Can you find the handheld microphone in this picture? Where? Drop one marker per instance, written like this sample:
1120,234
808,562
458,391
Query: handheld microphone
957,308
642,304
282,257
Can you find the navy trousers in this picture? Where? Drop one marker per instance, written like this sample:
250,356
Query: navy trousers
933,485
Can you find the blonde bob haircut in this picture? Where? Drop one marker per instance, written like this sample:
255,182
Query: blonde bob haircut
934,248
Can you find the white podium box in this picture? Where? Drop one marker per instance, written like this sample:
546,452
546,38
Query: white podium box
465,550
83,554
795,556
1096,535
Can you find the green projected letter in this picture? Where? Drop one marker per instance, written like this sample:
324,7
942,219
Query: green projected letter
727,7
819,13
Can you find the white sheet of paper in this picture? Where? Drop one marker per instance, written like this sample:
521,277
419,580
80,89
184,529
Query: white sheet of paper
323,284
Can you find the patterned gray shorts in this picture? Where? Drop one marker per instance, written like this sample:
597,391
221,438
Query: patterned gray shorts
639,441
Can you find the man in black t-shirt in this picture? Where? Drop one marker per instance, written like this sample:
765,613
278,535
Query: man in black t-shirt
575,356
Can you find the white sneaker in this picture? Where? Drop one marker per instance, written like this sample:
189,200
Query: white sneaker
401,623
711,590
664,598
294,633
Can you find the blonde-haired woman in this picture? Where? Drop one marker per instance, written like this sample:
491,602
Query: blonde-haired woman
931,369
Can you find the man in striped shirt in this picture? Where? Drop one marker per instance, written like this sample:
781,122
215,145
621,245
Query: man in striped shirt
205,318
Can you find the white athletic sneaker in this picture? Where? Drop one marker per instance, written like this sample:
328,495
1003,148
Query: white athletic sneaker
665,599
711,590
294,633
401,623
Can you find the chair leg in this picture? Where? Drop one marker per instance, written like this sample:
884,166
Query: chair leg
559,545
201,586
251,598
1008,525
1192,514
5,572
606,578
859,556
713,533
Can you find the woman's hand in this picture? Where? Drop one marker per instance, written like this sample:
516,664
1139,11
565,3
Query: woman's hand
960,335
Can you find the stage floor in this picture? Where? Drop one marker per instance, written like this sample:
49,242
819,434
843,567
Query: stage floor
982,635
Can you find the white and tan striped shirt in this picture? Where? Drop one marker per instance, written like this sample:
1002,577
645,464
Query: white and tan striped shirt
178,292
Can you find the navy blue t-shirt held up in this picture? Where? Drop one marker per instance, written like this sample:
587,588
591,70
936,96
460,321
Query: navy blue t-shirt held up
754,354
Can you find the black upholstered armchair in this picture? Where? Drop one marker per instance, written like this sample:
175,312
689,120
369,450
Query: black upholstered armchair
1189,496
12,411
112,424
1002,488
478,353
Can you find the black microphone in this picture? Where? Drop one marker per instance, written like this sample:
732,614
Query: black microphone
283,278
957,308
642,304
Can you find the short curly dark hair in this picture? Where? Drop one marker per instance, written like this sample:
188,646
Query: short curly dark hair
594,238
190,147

★ ★ ★ ★

- _OBJECTIVE_
Rewrite all the records above, changing every "marker" to "pin" and leaving everything else the same.

- _EXPECTED ANSWER_
Can you find the handheld microphone in this picture? Where? Drop one pin per instance, written like this sample:
1120,234
808,562
458,391
Query: handheld microphone
957,308
642,304
282,257
Can you find the navy trousers in this picture? Where? Drop one pin per instance, written like this sample:
250,356
Query: navy trousers
933,485
Can you find the blonde bob haircut in this picture? Where? Drop one pin per instance, written like this sample:
255,182
Query: blonde bob haircut
934,248
Can you find the white podium box in this picture? Where? Drop one pin per instance, written like this sample:
546,452
546,38
Query: white podium box
465,550
83,554
795,556
1096,535
Can you find the green projected letter in this picture? Where? Drop one pin per instance, written like this sample:
324,7
942,219
Query: green projected letter
727,7
819,13
Can you find the white sheet of paper in this picture? Where? Drop one pin per instance, written like this sample:
521,277
419,580
80,89
184,529
Query: white sheet of paper
323,284
Can you find the patterned gray shorts in this picture? Where? Drop one pin per instance, written like this sample:
597,391
221,438
Query: patterned gray shorts
639,441
Can you find the man in black t-shirt in this picture? Where? Drop one pin per instance, written like this sample:
765,613
278,535
Query: man in black t-shirt
575,356
Can you find the white sneaker in this picture? Where? Drop one pin per instance, written like this sample:
189,200
Query: white sneaker
401,623
711,590
664,598
294,633
Can you find the blonde-haired woman in this picture? Where? Drop one pin per instance, written like this sample:
491,602
Query: blonde-haired woman
931,369
Can you find the man in striped shirt in this picture? Where? Drop one pin per instance, written like this sample:
781,122
215,145
621,245
Query: man in striped shirt
205,318
Can you find the white athletic sneaker in this picture? Where? Drop one pin per instance, written like this sample:
328,495
1003,148
Query: white athletic sneaker
665,599
711,590
294,633
401,623
Can you find the chair leg in this picture? Where? Drop one pin per instance, written like this sample:
884,166
Query: chair leg
559,545
201,586
251,598
1008,525
1192,514
5,572
606,578
859,556
713,533
Can you find the woman's hand in this picture? Where? Drop one pin per instance, written like this sample:
516,664
1139,11
565,3
Query: woman's hand
960,335
Can you find the stage floor in this picture? Where? Drop one pin per instance, written like this sample:
49,242
819,434
843,567
Query: stage floor
982,635
Can you find the white and tan striped shirt in this picture? Where? Drop one pin per instance, written like this sample:
1002,577
645,464
Query: white and tan striped shirt
178,292
Can you find the navy blue t-shirt held up in this picture? Where? Drop one pin per instance, written like this sample:
587,588
591,70
936,96
460,321
Query: navy blue t-shirt held up
754,354
Can you find the black upholstered armchair in this picture? Where? Drop one pin per instance, written like this sample:
175,312
689,120
369,450
Query: black upholstered armchair
1189,496
12,411
112,424
1002,488
478,353
Can you find the black microphone in this picture? Where? Drop one pin per instance, written like this sample:
732,614
Query: black microphone
283,278
957,308
642,304
Can you find the short curly dark hair in this picture? Where? Drop one pin per instance, written like this sample:
188,646
Query: short curly dark hair
594,238
190,147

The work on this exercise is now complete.